_The problem_: Work out how many lines in the listing below include the word "center". Give nothing but the number.
======== The data
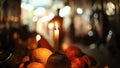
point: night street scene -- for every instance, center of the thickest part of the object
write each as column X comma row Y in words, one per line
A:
column 59, row 33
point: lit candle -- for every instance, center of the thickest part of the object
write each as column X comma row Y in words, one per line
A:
column 56, row 36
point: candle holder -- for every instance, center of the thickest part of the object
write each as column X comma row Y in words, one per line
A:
column 56, row 37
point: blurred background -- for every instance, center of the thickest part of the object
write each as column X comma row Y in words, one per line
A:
column 92, row 25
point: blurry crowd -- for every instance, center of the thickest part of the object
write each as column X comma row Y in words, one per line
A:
column 20, row 49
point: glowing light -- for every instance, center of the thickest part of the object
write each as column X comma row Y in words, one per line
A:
column 50, row 25
column 79, row 10
column 90, row 33
column 89, row 27
column 110, row 8
column 34, row 19
column 38, row 37
column 65, row 11
column 27, row 6
column 40, row 11
column 41, row 54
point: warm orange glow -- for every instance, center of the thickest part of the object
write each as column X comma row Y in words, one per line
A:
column 56, row 25
column 38, row 37
column 56, row 32
column 50, row 25
column 41, row 54
column 56, row 36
================
_Final answer_: 7